__选读文本__.
这样的说法始终具有“人类至上”的意味,事实上,人类其实比动物还残暴。作者在〈神话起源〉中提到“人类才会专挑物种里最健康精壮的来吃吧,这是一种霸权的象征。”大自然的弱肉强食是为了生存,而人类的杀戮具有精神扭曲式的快感。小说以这个角度出发,写就了许多人与动物交替转化形态的奇篇。特别喜欢〈茧〉为读者设置的剧场。3个工友攀上吊塔抗议无良雇主的剥削,小说折映了旁观者的平庸之恶,回顾其他国度曾上演的欺凌现象,并以极具黑色幽默的画面收尾——有人在众人的围观中成为跳来跳去的猴子,有的被安全绳索吊着,成了一个安静的茧。
霍耐特·阿克塞尔认为,理智的、客观的采取他者的视角看待人,忽略他者的情感,才会造成“物化”现象。人工智能时代下,人的物化难道终将恶化且无可回避?〈维贞玛丽〉的“我”在全新时代找不到工作,打算“出租子宫”。人工智能生冷地为她的子宫进行价值分析——“我”因为性格焦虑,又持无政府主义而被评为C级。“我”竟然心怀感恩,喜极而泣;人工智能则从这件事“学会了”何谓“喜极而泣”。小说既揭示了理性至上的社会之情感阙如,又讽喻了社会信用体系的霸权。
牛油小生曾在某次访谈中自认只有小说的形式能容纳他“四不像”的创作风格。《那》融入了大量的神话、生物学、哲学、甚至是心理测试,以达致作者的美学企图。每个短篇之前附有龚万辉奇幻风格的插画和一小段有关某生物的传说,有些过于奇诡,甚至叫人难以分清真伪,我私下反倒希望,有些传说是作者的杜撰,自甘被他的才智幽了一默。

__练习任务__.
a. 将这篇书评从“牛油小生曾在某次访谈中自认只”开始、一直到“撰,自甘被他的才智幽了一默。”为止的部分重写一遍，并把其中的“插画”替换为“版画”。
b. 根据这篇书评，判断以下各项说法是否与原文相符，回答“是”或“否”，并原样引用起决定作用的原文语句：(i) 霍耐特·阿克塞尔认为，忽略他者的情感会造成“物化”现象；(ii) 〈维贞玛丽〉中的“我”被人工智能评为A级；(iii) 每个短篇之前都附有龚万辉的插画。
c. 用两句话概括这篇书评的主要内容。

__标注数据集中的条目__.
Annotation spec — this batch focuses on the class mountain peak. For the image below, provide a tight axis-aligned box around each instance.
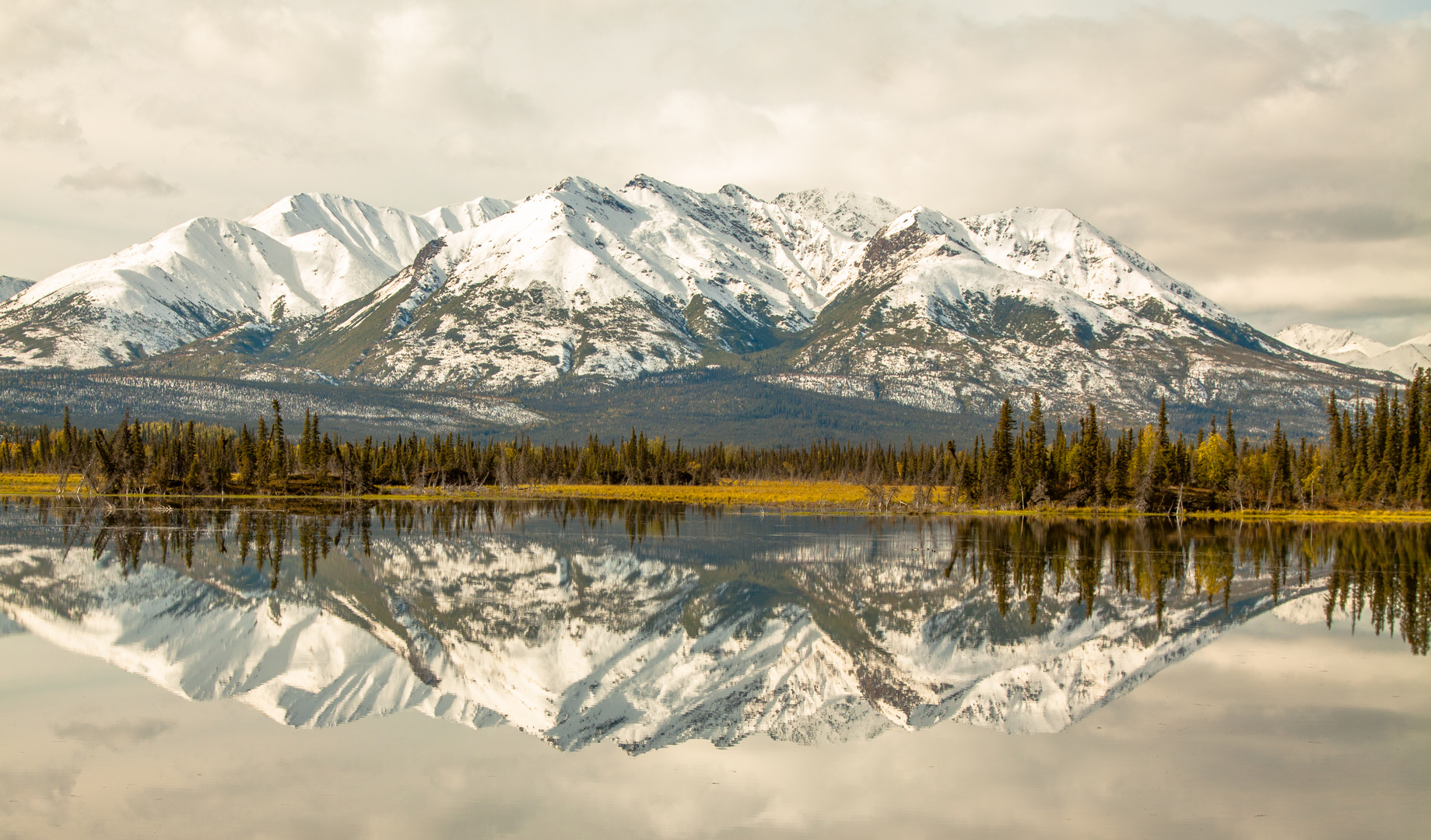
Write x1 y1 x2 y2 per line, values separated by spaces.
423 196 517 236
774 189 900 242
0 275 34 300
1274 324 1431 380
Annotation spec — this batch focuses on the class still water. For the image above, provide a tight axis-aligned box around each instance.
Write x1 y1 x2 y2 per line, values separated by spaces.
0 499 1431 838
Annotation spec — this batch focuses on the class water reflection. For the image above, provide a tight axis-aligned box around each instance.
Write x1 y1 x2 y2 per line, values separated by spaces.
0 499 1431 751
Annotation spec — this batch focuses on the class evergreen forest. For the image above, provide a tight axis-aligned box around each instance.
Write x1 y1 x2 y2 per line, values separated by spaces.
0 371 1431 514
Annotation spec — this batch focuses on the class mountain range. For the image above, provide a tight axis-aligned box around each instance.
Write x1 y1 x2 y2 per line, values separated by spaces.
1276 324 1431 380
0 176 1387 425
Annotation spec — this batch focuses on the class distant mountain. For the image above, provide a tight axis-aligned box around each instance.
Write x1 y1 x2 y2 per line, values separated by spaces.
0 176 1384 424
0 275 34 300
1276 324 1431 380
0 193 508 369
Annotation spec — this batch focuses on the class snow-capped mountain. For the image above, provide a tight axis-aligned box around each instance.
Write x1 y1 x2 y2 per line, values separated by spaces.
0 509 1325 753
1275 324 1431 380
0 275 34 300
0 193 507 369
0 176 1381 421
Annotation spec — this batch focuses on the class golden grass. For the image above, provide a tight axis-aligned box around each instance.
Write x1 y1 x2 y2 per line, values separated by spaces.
0 474 1431 523
0 472 82 495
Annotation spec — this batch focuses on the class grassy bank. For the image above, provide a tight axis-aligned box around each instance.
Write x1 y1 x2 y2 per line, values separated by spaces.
0 474 1431 523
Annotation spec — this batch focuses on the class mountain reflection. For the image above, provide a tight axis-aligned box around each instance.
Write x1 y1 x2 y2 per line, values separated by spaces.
0 499 1431 751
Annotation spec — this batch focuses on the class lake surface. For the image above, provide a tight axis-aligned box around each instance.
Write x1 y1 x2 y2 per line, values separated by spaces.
0 499 1431 838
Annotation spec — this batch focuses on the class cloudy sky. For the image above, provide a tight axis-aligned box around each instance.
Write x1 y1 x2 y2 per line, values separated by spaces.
0 0 1431 341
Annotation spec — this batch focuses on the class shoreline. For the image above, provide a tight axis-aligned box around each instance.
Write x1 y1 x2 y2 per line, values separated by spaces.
0 474 1431 523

__习题解答__.
a.
牛油小生曾在某次访谈中自认只有小说的形式能容纳他“四不像”的创作风格。《那》融入了大量的神话、生物学、哲学、甚至是心理测试,以达致作者的美学企图。每个短篇之前附有龚万辉奇幻风格的版画和一小段有关某生物的传说,有些过于奇诡,甚至叫人难以分清真伪,我私下反倒希望,有些传说是作者的杜撰,自甘被他的才智幽了一默。

b.
(i) 是。“理智的、客观的采取他者的视角看待人,忽略他者的情感,才会造成“物化”现象”
(ii) 否。“我”因为性格焦虑,又持无政府主义而被评为C级
(iii) 是。“每个短篇之前附有龚万辉奇幻风格的插画”

c. 书评认为人类其实比动物还残暴，小说从这一角度出发，写出许多人与动物交替转化形态的奇篇，其中〈茧〉折映了旁观者的平庸之恶。〈维贞玛丽〉既揭示了理性至上社会的情感阙如，又讽喻了社会信用体系的霸权；《那》还融入了神话、生物学、哲学等内容，每个短篇前附有插画和一段有关某生物的传说。